*PROBLEM STATEMENT*.
Go through the entries and set each one down exactly.

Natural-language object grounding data
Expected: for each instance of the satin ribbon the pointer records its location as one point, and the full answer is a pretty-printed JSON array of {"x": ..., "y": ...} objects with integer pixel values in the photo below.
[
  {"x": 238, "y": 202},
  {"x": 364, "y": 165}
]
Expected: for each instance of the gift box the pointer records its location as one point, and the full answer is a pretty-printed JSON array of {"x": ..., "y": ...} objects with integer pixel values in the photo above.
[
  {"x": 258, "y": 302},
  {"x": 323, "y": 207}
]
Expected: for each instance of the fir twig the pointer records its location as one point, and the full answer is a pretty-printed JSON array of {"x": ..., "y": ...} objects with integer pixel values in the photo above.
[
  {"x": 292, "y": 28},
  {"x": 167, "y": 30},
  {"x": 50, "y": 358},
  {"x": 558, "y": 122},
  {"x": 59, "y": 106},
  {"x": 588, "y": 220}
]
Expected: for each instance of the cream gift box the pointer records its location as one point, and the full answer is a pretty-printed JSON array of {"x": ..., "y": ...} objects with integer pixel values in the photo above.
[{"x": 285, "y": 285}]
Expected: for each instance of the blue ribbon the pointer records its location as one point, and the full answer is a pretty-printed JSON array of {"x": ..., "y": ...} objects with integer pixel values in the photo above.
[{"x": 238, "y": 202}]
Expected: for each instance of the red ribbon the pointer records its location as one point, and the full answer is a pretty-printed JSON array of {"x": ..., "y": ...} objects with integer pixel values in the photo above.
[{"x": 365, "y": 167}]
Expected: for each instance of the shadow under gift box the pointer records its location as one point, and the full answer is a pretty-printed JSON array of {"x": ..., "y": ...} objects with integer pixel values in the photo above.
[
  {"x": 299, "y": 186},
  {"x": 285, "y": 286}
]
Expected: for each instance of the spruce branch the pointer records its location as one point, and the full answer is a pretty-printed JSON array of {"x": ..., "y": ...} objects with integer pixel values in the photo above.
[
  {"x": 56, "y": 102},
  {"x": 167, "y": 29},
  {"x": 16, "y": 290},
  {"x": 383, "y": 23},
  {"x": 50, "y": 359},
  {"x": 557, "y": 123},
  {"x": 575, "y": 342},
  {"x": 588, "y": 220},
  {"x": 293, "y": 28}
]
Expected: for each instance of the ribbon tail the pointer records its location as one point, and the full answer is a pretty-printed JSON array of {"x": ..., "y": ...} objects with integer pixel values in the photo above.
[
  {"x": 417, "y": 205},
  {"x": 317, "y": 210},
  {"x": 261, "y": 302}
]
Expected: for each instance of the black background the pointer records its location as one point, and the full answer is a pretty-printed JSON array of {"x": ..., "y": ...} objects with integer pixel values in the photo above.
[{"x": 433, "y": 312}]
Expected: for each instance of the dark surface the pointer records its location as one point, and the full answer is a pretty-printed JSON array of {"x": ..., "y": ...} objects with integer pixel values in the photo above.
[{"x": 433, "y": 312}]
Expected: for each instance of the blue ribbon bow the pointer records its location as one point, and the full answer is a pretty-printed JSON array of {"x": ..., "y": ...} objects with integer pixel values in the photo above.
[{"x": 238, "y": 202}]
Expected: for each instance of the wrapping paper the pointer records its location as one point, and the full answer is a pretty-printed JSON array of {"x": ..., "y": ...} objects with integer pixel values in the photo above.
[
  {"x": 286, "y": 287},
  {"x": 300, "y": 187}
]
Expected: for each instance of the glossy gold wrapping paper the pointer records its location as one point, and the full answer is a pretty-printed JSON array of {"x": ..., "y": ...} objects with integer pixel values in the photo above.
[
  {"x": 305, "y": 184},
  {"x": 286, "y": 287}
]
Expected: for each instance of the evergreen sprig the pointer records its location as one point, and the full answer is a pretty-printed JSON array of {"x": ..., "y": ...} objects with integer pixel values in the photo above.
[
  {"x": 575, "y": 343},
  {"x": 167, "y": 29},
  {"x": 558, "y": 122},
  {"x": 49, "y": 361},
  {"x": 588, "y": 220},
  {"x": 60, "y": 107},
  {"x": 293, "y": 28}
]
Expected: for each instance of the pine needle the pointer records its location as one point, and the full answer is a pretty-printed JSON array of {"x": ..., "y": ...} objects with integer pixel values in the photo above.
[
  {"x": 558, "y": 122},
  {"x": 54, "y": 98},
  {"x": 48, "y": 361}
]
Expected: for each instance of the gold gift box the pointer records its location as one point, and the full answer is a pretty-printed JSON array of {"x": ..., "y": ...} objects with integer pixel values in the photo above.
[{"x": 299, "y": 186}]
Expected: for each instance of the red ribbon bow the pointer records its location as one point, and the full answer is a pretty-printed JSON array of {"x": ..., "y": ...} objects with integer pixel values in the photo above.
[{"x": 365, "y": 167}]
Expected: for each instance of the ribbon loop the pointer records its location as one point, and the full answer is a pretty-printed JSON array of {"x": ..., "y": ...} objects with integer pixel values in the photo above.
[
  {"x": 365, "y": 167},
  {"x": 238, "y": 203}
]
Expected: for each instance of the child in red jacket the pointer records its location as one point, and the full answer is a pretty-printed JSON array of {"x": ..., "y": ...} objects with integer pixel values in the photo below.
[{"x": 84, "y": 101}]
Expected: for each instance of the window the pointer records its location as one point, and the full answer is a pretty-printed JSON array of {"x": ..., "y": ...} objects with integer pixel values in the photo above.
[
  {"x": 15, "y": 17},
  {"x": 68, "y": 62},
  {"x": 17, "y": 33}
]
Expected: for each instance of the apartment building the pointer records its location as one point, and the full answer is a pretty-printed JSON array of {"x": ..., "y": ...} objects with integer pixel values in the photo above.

*RESULT*.
Expected: for each instance of the satin ribbon the pointer records its location as one point, and the full answer is a pretty-printed JSON array of {"x": ..., "y": ...} objects with integer pixel values in the photo below.
[
  {"x": 238, "y": 202},
  {"x": 364, "y": 165}
]
Expected: for each instance of the gift box the pointer records its location as one point, and the full answer is a pretty-printed JSON array of {"x": ..., "y": ...} objects with integer pixel values in the photo above.
[
  {"x": 258, "y": 302},
  {"x": 323, "y": 207}
]
Expected: for each instance of the fir twig the pointer records its location as one point, and the full answer is a pretty-printed JSON array of {"x": ..., "y": ...} objects with integer pixel values in the photo above.
[
  {"x": 292, "y": 28},
  {"x": 167, "y": 30},
  {"x": 50, "y": 358},
  {"x": 558, "y": 122},
  {"x": 59, "y": 106},
  {"x": 588, "y": 220}
]
Expected: for each instance of the cream gift box the pointer records its location as one point, and the full answer is a pretty-printed JSON array of {"x": ..., "y": ...} objects with integer pixel values in the photo above.
[{"x": 285, "y": 285}]
Expected: for each instance of the blue ribbon the pointer records its location as one point, and the full answer is a pretty-printed JSON array of {"x": ..., "y": ...} objects with integer pixel values in the photo above.
[{"x": 238, "y": 202}]
Expected: for each instance of the red ribbon the pointer records its location as one point, and the full answer is a pretty-printed JSON array of {"x": ..., "y": ...} objects with integer pixel values in the photo above.
[{"x": 365, "y": 167}]
Expected: for each instance of the shadow under gift box the pointer records its location as one point, and the full answer is a pretty-printed JSON array of {"x": ..., "y": ...} objects with integer pixel values in the photo above.
[
  {"x": 299, "y": 186},
  {"x": 285, "y": 286}
]
Expected: for each instance of the spruce branch the pointer records its location as one point, and the full answer is a pretty-printed JSON array of {"x": ..., "y": ...} objects with integer pixel values in the photo above.
[
  {"x": 56, "y": 102},
  {"x": 167, "y": 29},
  {"x": 16, "y": 290},
  {"x": 383, "y": 23},
  {"x": 50, "y": 359},
  {"x": 557, "y": 123},
  {"x": 575, "y": 342},
  {"x": 588, "y": 220},
  {"x": 293, "y": 28}
]
Expected: for each instance of the ribbon tail the pointer records its location as one point, and the full answer is a pretty-printed JSON array of {"x": ..., "y": ...} objects with integer pixel values in the photo above.
[
  {"x": 417, "y": 205},
  {"x": 317, "y": 210},
  {"x": 261, "y": 302}
]
Expected: for each instance of the black background the pointer records its location as one point, and the full answer is a pretty-printed JSON array of {"x": ..., "y": ...} objects with integer pixel values in the photo above.
[{"x": 433, "y": 312}]
Expected: for each instance of the dark surface the pointer records its location as one point, and the full answer is a pretty-printed JSON array of {"x": ..., "y": ...} objects with integer pixel values in the photo above.
[{"x": 433, "y": 312}]
Expected: for each instance of the blue ribbon bow the pointer records its location as one point, and the full answer is a pretty-printed JSON array of {"x": ..., "y": ...} objects with integer pixel values in the photo above.
[{"x": 238, "y": 202}]
Expected: for each instance of the wrapping paper the pointer records its location as one point, and the full answer is a pretty-printed JSON array of {"x": ..., "y": ...} objects with integer pixel values in the photo above.
[
  {"x": 286, "y": 287},
  {"x": 300, "y": 187}
]
Expected: for each instance of the glossy gold wrapping paper the pointer records its location as one point, and the full answer is a pretty-printed JSON array of {"x": ..., "y": ...} objects with integer pixel values in the photo above.
[
  {"x": 305, "y": 184},
  {"x": 286, "y": 287}
]
Expected: for each instance of the evergreen sprig the pointer records its location as one point, and the full answer is a pretty-printed JSON array of {"x": ..., "y": ...} objects with integer pixel values in the photo above.
[
  {"x": 575, "y": 343},
  {"x": 167, "y": 29},
  {"x": 558, "y": 122},
  {"x": 49, "y": 361},
  {"x": 588, "y": 220},
  {"x": 60, "y": 107},
  {"x": 293, "y": 28}
]
Expected: for each instance of the pine needle the pointer records its location as one point, and the full answer is a pretty-printed JSON array of {"x": ..., "y": ...} objects with integer pixel values in the photo above.
[
  {"x": 558, "y": 122},
  {"x": 54, "y": 98},
  {"x": 48, "y": 361}
]
Expected: for each instance of the gold gift box the pointer records its location as one point, and the full answer is a pretty-printed JSON array of {"x": ..., "y": ...} objects with integer pixel values in the photo above.
[{"x": 299, "y": 186}]
Expected: for each instance of the red ribbon bow the pointer records its location as one point, and the full answer is a pretty-printed JSON array of {"x": ..., "y": ...} objects with integer pixel values in the photo above.
[{"x": 365, "y": 167}]
Expected: for each instance of the ribbon loop the pointer records its location as one point, and the full answer is a pretty-printed JSON array of {"x": ..., "y": ...} objects with integer pixel values in the photo above.
[
  {"x": 365, "y": 167},
  {"x": 238, "y": 203}
]
Expected: for each instance of the child in red jacket the pointer records its location as one point, and the full answer is a pretty-printed JSON array of {"x": ..., "y": ...} objects with integer pixel values in the photo below.
[{"x": 84, "y": 101}]
Expected: for each instance of the window the pointer records its location as one point, and the full answer is a pretty-printed JSON array of {"x": ..., "y": ...} objects with integer pixel values in the photo above.
[
  {"x": 15, "y": 17},
  {"x": 68, "y": 62},
  {"x": 17, "y": 33}
]
Expected: for each instance of the apartment building the pointer records its location as one point, and the full answer is a pretty-printed JSON array of {"x": ..., "y": ...} objects with integer pixel values in the photo above.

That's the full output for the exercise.